Start of Data records
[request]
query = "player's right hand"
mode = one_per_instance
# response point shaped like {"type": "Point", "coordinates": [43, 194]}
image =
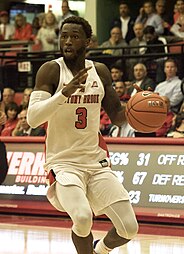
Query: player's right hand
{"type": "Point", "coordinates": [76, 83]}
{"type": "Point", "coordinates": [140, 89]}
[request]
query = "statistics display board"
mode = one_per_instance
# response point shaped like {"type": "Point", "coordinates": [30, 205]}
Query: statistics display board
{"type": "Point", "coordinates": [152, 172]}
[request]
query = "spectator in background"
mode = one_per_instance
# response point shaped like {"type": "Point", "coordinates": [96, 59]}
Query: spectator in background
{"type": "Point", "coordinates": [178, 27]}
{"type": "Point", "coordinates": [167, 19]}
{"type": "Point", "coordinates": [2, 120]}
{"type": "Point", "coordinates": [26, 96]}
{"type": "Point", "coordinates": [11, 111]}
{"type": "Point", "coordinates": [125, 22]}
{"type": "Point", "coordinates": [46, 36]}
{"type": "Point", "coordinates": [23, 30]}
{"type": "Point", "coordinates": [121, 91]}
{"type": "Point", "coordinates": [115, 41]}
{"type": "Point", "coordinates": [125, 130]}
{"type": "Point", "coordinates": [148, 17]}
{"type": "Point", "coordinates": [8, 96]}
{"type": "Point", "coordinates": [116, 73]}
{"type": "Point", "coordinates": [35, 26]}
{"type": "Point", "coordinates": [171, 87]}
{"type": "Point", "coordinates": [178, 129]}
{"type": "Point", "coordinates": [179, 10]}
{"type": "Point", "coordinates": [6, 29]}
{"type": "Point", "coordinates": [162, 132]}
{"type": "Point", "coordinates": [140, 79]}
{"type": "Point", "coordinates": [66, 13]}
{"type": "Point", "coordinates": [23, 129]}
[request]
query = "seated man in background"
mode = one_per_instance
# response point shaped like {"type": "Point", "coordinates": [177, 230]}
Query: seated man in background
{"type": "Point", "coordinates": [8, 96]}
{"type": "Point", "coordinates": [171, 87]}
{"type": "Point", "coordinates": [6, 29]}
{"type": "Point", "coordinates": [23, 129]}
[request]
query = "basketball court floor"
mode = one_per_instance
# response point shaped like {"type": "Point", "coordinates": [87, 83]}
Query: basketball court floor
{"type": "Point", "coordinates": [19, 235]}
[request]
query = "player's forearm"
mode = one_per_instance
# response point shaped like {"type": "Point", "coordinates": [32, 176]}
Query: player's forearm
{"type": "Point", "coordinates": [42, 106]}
End of Data records
Required task:
Print out the material word for word, omitting the pictures.

Complete output:
[request]
query = "player's right hand"
mode = one_per_instance
# response point shaped like {"type": "Point", "coordinates": [43, 194]}
image =
Query: player's right hand
{"type": "Point", "coordinates": [76, 83]}
{"type": "Point", "coordinates": [140, 89]}
[request]
query = "statistics display board"
mode = one_per_instance
# response point shaped like {"type": "Point", "coordinates": [30, 205]}
Query: statistics display board
{"type": "Point", "coordinates": [152, 172]}
[request]
query = "spectator in background"
mode = one_per_instance
# response point shaped like {"type": "Point", "coordinates": [96, 59]}
Query: spectator in background
{"type": "Point", "coordinates": [178, 27]}
{"type": "Point", "coordinates": [167, 19]}
{"type": "Point", "coordinates": [2, 120]}
{"type": "Point", "coordinates": [26, 96]}
{"type": "Point", "coordinates": [11, 111]}
{"type": "Point", "coordinates": [125, 22]}
{"type": "Point", "coordinates": [46, 36]}
{"type": "Point", "coordinates": [23, 30]}
{"type": "Point", "coordinates": [121, 91]}
{"type": "Point", "coordinates": [115, 41]}
{"type": "Point", "coordinates": [125, 130]}
{"type": "Point", "coordinates": [148, 17]}
{"type": "Point", "coordinates": [8, 96]}
{"type": "Point", "coordinates": [116, 73]}
{"type": "Point", "coordinates": [35, 26]}
{"type": "Point", "coordinates": [171, 87]}
{"type": "Point", "coordinates": [178, 129]}
{"type": "Point", "coordinates": [179, 10]}
{"type": "Point", "coordinates": [6, 29]}
{"type": "Point", "coordinates": [162, 132]}
{"type": "Point", "coordinates": [140, 79]}
{"type": "Point", "coordinates": [66, 13]}
{"type": "Point", "coordinates": [23, 129]}
[request]
query = "seated man in background"
mode = one_per_instance
# response point shaped like {"type": "Point", "coordinates": [177, 230]}
Query: seated man in background
{"type": "Point", "coordinates": [8, 96]}
{"type": "Point", "coordinates": [171, 87]}
{"type": "Point", "coordinates": [6, 29]}
{"type": "Point", "coordinates": [23, 129]}
[request]
query = "basketball court floor"
mode = one_per_instance
# response point shaped like {"type": "Point", "coordinates": [87, 83]}
Query: basketball court floor
{"type": "Point", "coordinates": [19, 235]}
[request]
query = "player's forearm"
mode = one_per_instance
# response point shaped like {"type": "Point", "coordinates": [32, 176]}
Query: player's forearm
{"type": "Point", "coordinates": [42, 106]}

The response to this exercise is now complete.